Set task — Write out the material again in full, starting with the line that contains "of the neighboring" and going on through the line that contains "[[376, 271]]". Shift every point coordinate in the answers by adding 95 to it, and leave all other text unchanged.
[BEGIN Entries supplied]
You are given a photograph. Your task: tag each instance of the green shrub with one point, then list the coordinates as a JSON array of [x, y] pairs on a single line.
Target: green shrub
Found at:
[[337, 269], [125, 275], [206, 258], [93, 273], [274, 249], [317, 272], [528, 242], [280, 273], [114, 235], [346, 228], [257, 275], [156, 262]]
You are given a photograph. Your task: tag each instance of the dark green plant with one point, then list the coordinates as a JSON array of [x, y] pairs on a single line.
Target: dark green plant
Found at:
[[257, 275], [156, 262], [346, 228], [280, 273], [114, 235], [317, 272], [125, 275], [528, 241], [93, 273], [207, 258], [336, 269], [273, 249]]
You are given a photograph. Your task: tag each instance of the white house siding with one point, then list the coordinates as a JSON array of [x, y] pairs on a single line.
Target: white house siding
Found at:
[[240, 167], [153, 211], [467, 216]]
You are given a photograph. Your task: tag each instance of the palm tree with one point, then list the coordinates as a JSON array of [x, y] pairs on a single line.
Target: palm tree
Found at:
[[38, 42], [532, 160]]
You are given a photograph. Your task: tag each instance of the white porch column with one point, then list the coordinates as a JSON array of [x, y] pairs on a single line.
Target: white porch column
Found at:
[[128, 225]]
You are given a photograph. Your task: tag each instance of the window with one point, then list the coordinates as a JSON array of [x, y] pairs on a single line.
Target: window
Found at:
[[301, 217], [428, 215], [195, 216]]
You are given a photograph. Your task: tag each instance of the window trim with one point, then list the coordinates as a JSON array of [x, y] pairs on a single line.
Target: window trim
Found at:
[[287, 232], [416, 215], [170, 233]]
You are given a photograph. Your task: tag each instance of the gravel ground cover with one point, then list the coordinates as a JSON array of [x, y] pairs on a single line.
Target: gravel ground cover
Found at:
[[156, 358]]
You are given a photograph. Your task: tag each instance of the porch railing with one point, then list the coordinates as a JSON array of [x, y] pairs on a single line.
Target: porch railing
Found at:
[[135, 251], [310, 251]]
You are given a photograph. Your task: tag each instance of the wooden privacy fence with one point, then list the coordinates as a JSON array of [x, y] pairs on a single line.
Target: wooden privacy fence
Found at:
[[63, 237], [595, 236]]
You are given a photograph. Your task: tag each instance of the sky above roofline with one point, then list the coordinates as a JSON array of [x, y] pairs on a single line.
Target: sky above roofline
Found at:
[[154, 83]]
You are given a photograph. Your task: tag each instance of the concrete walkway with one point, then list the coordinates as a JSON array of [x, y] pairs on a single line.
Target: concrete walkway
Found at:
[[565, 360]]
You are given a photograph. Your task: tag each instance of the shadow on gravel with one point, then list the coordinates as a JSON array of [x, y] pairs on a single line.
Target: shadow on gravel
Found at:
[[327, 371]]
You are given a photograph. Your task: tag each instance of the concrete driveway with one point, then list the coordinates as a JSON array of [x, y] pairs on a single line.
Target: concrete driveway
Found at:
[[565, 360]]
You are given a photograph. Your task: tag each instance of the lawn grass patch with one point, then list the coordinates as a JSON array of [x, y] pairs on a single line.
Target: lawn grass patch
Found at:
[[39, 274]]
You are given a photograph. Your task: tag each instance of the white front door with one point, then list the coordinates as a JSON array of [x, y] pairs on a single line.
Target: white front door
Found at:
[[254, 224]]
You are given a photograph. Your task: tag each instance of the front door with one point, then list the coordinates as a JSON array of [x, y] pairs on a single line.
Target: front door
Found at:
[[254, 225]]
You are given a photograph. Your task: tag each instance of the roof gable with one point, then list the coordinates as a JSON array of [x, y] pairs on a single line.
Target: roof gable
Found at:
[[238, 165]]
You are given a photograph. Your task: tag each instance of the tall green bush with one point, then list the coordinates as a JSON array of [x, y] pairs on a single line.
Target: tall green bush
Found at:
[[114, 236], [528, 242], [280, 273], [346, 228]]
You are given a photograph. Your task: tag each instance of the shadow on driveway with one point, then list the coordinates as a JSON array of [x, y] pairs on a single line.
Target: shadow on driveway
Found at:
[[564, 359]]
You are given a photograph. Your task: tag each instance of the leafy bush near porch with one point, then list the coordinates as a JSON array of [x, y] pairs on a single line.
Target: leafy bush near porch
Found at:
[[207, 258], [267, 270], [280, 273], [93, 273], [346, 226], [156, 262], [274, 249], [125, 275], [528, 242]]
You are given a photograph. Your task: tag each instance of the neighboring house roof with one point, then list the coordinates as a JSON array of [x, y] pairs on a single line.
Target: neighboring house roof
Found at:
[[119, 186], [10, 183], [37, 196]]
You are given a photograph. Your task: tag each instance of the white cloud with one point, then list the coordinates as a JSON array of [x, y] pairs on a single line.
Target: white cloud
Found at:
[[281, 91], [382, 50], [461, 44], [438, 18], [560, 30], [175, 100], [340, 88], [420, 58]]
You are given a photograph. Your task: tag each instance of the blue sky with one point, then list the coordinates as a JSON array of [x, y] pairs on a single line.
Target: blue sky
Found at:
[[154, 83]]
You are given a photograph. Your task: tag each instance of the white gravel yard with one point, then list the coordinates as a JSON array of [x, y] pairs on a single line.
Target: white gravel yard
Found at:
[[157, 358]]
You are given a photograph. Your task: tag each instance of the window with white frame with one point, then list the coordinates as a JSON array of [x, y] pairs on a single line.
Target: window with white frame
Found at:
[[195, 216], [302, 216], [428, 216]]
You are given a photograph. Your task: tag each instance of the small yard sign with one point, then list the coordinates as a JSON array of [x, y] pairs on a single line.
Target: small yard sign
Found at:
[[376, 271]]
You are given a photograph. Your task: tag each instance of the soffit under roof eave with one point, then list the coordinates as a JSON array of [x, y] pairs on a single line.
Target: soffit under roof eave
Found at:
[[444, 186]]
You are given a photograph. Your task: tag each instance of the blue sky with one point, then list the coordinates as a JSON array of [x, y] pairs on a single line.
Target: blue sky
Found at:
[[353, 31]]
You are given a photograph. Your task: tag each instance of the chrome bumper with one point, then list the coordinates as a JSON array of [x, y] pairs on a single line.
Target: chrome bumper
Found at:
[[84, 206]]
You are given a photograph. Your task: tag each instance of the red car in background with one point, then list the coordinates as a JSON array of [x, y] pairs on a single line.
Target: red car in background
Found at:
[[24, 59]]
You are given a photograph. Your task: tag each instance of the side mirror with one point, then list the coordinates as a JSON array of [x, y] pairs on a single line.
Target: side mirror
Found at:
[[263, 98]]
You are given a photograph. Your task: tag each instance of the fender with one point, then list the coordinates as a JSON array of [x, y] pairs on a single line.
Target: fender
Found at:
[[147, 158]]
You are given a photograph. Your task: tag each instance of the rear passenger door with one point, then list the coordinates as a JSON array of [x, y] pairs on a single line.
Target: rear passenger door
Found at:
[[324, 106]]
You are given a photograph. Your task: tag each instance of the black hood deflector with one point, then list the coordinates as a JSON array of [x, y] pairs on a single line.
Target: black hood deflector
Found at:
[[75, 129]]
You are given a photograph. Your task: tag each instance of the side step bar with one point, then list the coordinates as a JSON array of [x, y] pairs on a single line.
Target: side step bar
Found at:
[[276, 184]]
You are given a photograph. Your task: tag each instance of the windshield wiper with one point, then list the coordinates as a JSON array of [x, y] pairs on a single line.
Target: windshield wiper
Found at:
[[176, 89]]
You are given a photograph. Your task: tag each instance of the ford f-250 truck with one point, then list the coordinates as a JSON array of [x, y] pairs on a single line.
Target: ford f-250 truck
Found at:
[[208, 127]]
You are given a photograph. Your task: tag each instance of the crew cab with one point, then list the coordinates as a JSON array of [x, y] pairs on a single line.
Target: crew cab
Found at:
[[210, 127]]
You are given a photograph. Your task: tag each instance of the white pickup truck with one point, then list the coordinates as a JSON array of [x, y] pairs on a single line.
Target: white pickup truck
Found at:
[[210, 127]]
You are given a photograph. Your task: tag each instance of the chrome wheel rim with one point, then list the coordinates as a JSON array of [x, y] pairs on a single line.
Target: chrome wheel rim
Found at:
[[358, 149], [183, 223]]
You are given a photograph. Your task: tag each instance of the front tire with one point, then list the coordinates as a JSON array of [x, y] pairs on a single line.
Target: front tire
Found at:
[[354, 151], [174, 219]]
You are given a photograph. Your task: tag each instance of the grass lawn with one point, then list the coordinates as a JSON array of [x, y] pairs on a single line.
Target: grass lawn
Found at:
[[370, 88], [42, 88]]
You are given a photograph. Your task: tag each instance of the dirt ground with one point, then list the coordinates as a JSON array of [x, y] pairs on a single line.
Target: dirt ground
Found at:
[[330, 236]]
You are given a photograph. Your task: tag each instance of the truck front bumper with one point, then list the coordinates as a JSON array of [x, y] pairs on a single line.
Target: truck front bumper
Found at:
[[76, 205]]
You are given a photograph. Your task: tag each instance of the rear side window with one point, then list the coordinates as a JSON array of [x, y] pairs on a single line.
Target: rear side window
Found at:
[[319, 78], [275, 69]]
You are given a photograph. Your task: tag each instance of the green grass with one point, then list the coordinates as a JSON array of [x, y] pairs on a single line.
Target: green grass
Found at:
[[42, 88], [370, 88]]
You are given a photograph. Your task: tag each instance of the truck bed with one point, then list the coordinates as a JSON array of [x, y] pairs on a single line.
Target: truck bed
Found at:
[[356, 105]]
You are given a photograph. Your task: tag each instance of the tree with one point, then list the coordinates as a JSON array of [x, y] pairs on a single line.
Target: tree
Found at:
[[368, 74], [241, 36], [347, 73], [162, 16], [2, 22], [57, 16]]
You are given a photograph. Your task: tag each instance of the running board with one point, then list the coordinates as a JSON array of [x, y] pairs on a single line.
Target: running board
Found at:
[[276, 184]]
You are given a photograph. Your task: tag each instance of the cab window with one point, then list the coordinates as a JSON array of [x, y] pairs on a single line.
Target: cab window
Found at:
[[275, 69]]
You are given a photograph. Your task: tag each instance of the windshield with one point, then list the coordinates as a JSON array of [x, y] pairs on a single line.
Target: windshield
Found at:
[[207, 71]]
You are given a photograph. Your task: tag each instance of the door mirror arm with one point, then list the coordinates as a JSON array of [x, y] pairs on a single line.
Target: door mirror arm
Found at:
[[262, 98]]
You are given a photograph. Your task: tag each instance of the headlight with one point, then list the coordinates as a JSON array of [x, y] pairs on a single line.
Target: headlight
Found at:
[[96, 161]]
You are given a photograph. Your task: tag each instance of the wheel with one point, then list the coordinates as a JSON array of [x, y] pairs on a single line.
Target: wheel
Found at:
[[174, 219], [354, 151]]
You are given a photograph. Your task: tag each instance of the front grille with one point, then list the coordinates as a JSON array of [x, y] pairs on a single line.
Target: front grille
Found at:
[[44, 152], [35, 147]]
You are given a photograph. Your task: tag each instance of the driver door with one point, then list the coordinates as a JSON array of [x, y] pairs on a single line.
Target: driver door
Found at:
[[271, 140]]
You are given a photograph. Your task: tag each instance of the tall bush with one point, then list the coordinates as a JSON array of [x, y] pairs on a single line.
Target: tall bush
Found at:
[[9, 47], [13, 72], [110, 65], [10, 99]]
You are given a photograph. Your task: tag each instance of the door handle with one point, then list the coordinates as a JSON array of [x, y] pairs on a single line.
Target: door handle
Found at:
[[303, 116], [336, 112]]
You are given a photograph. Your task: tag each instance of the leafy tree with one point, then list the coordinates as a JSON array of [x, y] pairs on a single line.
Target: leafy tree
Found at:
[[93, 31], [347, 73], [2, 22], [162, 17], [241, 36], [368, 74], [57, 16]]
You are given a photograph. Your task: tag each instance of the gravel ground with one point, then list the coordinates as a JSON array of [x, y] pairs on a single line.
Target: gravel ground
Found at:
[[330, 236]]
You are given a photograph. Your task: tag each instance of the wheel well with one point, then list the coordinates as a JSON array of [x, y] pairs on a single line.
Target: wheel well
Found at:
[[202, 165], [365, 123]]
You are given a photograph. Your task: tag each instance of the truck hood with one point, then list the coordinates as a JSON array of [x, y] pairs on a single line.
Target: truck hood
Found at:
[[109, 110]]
[END Entries supplied]
[BEGIN Entries supplied]
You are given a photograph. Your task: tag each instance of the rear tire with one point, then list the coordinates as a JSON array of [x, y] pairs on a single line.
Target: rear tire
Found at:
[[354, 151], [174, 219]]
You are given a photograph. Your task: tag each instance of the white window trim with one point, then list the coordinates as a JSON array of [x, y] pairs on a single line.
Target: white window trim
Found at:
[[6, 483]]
[END Entries supplied]
The completed task —
You are given a photograph. Your task: tag each instance of the neighboring house roof with one point, then list the coordinates as a JSON array of [x, y] pairs on a single line.
Target: neighboring house roof
Found at:
[[214, 281], [105, 278], [132, 291]]
You are given a photograph. Your task: tag each instance of the white cloud with one point, then list the coordinates as a JSON array of [x, y] pairs on a single line.
Target: white cloud
Found at:
[[376, 186], [477, 145], [556, 139], [533, 113], [655, 125], [270, 195], [435, 183], [515, 153]]
You are given a photograph. Your task: tag each instance of the blue sky with one point, then list the coordinates as a JSON array of [x, y] pairs on a single line.
Target: blue sky
Found at:
[[249, 178]]
You are given a photograph. Your task: tag each instance of the white gravel yard with one point, then list the coordinates as a JSON array of [x, y] pairs on a single line.
Target: white gravel yard
Found at:
[[252, 453]]
You are given a photograph. Your task: tag each instance of the window with white frame with one point, then list the coordinates as a JSON array of [x, y] pairs on a single line.
Target: window with white frame
Found at:
[[290, 311], [397, 311], [523, 311]]
You are given a photograph. Your task: tag each instance of the small yard sign with one point, then list the coordinates as a JSON array of [x, y] pairs on a single line.
Target: small yard sign
Found at:
[[471, 366]]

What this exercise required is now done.